ASSIGNED TASK
Using the data below, copy every line that contains the word "yellow".

──────── TASK DATA ────────

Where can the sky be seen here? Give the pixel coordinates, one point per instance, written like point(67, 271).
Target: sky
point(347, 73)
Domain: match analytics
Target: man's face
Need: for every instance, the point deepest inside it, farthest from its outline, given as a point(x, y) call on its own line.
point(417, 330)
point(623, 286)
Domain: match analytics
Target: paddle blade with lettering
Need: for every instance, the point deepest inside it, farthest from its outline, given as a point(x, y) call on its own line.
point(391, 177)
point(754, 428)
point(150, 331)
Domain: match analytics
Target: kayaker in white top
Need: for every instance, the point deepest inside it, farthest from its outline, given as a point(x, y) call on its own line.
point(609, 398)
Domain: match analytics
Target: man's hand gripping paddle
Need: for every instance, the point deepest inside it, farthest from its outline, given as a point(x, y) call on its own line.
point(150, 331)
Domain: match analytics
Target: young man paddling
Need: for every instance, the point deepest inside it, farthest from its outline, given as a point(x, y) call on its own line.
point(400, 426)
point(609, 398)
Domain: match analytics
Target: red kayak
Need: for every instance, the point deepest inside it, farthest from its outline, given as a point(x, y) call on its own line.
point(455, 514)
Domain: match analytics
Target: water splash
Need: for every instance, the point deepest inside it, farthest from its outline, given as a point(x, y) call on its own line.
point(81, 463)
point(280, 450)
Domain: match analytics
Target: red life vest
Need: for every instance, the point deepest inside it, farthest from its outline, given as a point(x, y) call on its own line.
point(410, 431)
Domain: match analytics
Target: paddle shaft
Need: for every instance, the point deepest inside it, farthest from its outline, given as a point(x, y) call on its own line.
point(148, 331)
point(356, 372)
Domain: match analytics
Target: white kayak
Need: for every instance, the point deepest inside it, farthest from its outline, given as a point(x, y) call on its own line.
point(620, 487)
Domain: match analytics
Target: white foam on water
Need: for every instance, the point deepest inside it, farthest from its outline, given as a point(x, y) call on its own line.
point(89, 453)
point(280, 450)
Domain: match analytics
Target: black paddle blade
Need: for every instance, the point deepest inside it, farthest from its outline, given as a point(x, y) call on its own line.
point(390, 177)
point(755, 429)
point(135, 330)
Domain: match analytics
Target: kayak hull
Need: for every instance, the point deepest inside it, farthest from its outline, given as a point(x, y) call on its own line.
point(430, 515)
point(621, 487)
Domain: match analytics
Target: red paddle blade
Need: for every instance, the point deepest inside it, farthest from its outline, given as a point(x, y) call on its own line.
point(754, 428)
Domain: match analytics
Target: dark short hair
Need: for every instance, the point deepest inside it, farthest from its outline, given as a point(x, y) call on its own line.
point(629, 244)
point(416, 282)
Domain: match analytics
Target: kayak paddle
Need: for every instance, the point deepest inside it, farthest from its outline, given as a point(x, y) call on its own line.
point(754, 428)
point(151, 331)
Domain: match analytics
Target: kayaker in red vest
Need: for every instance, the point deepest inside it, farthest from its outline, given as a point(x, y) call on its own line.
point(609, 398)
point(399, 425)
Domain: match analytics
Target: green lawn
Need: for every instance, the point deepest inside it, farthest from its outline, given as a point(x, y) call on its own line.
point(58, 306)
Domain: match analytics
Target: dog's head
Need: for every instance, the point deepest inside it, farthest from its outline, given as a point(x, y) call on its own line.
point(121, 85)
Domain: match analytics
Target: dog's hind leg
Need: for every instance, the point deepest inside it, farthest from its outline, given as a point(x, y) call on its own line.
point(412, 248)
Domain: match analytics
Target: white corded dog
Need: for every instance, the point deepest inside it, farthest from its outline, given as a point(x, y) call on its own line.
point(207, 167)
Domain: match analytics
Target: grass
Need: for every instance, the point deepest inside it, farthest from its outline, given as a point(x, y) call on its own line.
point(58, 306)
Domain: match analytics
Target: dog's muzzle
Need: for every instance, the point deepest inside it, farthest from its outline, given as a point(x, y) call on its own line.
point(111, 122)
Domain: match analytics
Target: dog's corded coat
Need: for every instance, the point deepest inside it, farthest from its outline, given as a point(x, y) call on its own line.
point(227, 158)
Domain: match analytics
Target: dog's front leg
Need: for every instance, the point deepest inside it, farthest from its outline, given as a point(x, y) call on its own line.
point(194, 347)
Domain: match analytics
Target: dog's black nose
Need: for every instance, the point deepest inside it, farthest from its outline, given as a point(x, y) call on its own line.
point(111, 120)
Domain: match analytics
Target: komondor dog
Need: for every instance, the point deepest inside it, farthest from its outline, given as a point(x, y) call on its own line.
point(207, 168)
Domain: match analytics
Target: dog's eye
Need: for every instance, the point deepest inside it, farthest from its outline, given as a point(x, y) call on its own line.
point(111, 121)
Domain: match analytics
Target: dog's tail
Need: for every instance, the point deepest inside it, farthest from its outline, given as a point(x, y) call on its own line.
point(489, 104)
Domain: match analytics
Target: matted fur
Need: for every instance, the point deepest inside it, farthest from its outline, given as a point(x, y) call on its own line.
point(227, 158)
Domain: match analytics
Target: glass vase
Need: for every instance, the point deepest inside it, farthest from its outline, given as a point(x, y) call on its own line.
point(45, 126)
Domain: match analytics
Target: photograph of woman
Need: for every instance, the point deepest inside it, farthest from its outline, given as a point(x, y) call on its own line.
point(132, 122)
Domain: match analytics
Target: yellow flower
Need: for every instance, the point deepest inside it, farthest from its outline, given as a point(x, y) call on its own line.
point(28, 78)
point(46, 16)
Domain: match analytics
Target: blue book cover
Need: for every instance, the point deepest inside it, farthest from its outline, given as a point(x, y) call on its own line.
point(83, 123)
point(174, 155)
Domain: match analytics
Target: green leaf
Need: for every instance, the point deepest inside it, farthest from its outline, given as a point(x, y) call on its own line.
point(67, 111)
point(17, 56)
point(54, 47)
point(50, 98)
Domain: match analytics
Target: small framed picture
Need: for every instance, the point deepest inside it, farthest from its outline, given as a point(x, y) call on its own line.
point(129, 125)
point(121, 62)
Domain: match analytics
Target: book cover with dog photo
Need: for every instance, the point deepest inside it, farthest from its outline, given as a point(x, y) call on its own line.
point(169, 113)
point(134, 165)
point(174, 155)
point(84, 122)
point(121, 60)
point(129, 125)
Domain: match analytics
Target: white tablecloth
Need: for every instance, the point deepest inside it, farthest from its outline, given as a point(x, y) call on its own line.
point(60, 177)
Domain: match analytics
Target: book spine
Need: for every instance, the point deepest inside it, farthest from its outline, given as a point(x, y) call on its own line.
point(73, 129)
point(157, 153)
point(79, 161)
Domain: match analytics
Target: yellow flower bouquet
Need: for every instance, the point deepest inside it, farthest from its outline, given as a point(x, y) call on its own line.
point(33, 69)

────────

TASK RESULT
Target: yellow flower
Target: yellow flower bouquet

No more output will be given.